**Selected text:**
::::::::

Wednesday, March 5, 2014

Ethno-Linguistic Map of Ukraine

This map, from the Washington Post of all things, might help us all understand Ukraine a little better. Note that the red and pink parts make up what you might call undisputably Ukrainian territory, in the Woodrow-Wilson self-determination sense. That part is Ukraine, if there is such a thing as Ukraine, and you really can't argue about it, unless you're one of those people who consider Ukraine just a part of Russia. Many do.

Also note that the Crimea would seem to be Russian territory, in the ethno-linguistic sense, and it's hard to argue that it doesn't make sense for the Russians to own it.  The yellow parts are something to negotiate about.

Together with Belorussia to the North, Ukraine, also often called "Little Russia," make up two ethno-linguistic areas that can be regarded as either separate entities, or just parts of Russia that are just a little different from the rest. Culturally, there are probably differences that I'm not aware of, but I can say that linguistically, both Ukrainian and Belorussian are just variants of Russian, about as different from one another as the English dialects of Louisiana, Kansas, and Massachusetts are from one another. The difference is that the Russian variants do have different spellings (and slightly different alphabets) while the English variants don't.

::::::::

**Given entries:**
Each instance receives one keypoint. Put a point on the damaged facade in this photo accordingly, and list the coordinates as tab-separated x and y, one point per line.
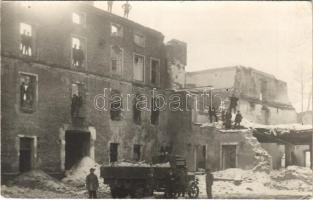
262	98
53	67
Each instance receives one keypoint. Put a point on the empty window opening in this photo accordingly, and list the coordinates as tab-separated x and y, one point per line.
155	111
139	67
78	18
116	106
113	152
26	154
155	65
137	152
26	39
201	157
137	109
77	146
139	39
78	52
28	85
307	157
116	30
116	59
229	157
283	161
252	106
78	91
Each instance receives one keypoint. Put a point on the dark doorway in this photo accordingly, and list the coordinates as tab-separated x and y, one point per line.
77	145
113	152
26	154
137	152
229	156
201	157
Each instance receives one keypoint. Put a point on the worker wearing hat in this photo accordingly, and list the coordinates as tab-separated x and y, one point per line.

::::::::

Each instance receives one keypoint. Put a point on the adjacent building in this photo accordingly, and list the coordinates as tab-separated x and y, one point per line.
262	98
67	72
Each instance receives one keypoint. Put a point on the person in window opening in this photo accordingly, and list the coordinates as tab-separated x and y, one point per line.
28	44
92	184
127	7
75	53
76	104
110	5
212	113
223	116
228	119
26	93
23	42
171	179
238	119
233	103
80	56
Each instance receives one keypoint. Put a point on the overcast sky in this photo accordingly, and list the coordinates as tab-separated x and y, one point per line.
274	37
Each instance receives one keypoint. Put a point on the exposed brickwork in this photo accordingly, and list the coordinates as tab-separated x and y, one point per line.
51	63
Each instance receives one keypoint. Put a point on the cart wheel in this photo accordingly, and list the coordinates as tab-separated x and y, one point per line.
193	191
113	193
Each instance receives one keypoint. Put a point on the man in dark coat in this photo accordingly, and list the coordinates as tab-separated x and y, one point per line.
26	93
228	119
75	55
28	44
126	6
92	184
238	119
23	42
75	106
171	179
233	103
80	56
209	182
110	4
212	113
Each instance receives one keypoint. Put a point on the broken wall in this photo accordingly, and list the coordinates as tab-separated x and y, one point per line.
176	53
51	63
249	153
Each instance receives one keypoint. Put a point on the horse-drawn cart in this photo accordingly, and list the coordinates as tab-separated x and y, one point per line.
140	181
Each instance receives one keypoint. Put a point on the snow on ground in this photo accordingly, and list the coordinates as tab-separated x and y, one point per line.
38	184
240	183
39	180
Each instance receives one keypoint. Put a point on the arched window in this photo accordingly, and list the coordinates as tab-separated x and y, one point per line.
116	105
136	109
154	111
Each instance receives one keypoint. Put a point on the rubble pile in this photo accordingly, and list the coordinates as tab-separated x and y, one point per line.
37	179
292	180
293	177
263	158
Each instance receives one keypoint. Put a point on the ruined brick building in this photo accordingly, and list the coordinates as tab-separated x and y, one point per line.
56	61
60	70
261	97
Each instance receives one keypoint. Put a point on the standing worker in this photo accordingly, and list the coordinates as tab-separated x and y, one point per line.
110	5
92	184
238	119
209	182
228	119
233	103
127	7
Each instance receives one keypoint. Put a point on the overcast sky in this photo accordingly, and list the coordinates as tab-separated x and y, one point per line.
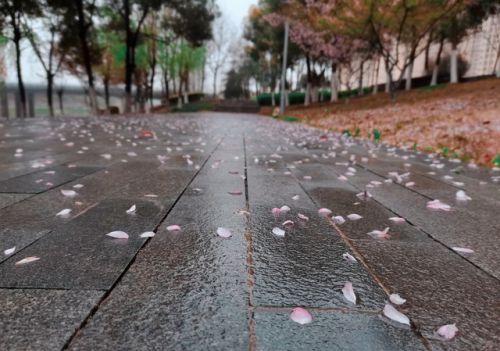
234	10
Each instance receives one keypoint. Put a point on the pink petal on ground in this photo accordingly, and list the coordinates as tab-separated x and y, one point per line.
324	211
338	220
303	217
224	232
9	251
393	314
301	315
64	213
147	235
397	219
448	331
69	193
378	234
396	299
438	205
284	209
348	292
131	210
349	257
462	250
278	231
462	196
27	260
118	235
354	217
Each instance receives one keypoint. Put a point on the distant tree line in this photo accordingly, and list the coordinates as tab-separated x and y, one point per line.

::::::::

**Objectives:**
a - Answer these questions about the post on the ethno-linguistic map of Ukraine, one answer per line:
(i) Which newspaper published the map?
(ii) What other name does the post say Ukraine is often called?
(iii) According to the post, what do the yellow parts of the map represent?
b - In the post on the ethno-linguistic map of Ukraine, why does the writer find it hard to argue against Russia owning the Crimea? Answer in one to three sentences.
c - Resume the post about the ethno-linguistic map of Ukraine, starting right after its final sentence.

**Solved problems:**
a -
(i) The Washington Post.
(ii) "Little Russia."
(iii) Something to negotiate about.

b - The writer notes that the Crimea would seem to be Russian territory in the ethno-linguistic sense. On that basis, it seems to make sense for the Russians to own it.

c -
Now, English doesn't have any really close relatives, except for the Frisian languages, which nobody knows much about, because they're so small. Our closest relative among the big languages is Dutch, and Dutch and English are definitely not mutually comprehensible.  My impression is that Belorussian, Ukrainian, and Russian are very definitely mutually comprehensible, and I hope any readers who know more about it than I do will comment on this.

Finally, if all this isn't enough, take a look at the red-striped part. That is the domain of the Rusyns, who are also a tad bit different. You can read about them HERE.  And their language, "Rusyn," HERE.

I wonder if Obama, or Kerry, or Madman McCain knows any of this stuff. They ought to.

I repeat, any reader who knows more than I do is invited to comment, or even to do a guest post on the ethno-linguistic aspect of the situation.

14 comments:

  1. I doubt that Obama, or Kerry, or Madman McCain knows any of this stuff, and if they did, they wouldn't care.

    As Pat Buchanan said "The two parties are opposite wings of the same bird of prey."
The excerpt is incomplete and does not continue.